● **Exercise**: Reproduce verbatim the stretch of rows below, from the line containing "mansion facade -> box" through the end of the rows, with both ends included.

● **Input material**:
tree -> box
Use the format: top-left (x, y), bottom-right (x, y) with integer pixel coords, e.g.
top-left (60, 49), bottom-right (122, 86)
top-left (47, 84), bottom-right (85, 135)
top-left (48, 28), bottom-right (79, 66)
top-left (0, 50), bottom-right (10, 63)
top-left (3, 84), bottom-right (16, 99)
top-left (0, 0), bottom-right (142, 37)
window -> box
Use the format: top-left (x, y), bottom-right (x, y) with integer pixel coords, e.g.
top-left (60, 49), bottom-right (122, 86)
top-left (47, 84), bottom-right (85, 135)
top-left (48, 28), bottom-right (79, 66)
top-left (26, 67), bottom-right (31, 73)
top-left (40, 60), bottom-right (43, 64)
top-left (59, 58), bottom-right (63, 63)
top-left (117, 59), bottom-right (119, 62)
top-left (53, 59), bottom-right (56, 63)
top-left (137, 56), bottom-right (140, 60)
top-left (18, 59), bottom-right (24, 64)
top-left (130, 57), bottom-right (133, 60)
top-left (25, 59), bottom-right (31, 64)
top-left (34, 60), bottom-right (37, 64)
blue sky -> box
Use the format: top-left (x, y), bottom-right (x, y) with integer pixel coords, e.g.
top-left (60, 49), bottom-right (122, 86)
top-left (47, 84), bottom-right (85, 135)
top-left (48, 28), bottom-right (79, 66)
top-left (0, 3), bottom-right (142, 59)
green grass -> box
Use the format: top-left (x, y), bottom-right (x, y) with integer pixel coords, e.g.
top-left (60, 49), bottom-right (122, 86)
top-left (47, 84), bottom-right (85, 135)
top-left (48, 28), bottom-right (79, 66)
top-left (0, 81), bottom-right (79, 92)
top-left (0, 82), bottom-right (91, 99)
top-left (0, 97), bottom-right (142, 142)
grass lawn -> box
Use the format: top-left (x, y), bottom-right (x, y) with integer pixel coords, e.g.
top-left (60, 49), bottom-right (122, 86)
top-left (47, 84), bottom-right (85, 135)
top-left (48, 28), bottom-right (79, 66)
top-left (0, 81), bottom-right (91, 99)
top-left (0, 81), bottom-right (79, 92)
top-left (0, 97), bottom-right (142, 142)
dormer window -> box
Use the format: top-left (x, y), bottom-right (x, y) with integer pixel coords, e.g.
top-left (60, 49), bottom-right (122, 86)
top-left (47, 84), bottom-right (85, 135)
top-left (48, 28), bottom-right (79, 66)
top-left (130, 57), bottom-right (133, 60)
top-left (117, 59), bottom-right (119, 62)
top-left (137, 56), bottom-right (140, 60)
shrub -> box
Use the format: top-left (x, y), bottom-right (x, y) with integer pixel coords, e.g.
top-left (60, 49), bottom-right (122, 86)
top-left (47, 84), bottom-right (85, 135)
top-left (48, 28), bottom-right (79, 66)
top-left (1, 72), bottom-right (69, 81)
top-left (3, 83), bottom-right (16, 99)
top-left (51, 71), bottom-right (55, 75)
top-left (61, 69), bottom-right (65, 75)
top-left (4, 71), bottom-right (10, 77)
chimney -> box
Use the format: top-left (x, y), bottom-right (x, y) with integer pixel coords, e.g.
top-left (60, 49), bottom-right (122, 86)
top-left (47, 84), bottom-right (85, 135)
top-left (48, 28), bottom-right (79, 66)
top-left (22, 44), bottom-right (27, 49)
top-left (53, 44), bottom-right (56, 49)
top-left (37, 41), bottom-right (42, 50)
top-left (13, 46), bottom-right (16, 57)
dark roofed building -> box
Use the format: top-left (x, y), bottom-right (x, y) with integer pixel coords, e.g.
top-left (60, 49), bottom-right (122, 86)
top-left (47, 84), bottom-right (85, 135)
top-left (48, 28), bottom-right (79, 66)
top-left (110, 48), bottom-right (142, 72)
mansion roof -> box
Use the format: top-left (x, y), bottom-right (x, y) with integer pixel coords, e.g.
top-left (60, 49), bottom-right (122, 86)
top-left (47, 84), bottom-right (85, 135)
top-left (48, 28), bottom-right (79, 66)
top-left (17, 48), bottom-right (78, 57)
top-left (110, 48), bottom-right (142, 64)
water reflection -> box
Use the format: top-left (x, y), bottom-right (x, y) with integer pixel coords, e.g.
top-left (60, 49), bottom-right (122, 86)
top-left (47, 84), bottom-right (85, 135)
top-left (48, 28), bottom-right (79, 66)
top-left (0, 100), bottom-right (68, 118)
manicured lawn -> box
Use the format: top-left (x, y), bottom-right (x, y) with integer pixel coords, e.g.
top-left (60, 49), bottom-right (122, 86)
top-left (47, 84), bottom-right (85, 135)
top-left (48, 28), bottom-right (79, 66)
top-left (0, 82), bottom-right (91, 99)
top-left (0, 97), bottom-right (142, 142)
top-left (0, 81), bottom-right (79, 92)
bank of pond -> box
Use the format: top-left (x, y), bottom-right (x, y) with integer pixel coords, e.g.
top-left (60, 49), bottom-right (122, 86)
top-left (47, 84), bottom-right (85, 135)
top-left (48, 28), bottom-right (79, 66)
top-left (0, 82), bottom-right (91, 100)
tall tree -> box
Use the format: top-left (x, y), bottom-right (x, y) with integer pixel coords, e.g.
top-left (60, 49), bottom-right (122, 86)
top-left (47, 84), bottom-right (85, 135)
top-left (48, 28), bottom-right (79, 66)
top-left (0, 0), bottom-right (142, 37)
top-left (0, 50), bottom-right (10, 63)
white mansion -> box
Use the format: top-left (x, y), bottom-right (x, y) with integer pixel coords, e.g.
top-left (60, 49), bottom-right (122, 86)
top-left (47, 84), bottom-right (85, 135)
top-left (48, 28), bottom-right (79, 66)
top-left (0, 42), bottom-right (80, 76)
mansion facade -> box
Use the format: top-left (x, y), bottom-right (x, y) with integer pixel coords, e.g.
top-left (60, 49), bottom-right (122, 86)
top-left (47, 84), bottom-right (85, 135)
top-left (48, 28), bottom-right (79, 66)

● **Answer**:
mansion facade -> box
Use the format: top-left (x, y), bottom-right (x, y) with integer pixel coords, e.g.
top-left (60, 49), bottom-right (122, 86)
top-left (47, 84), bottom-right (85, 135)
top-left (48, 28), bottom-right (79, 66)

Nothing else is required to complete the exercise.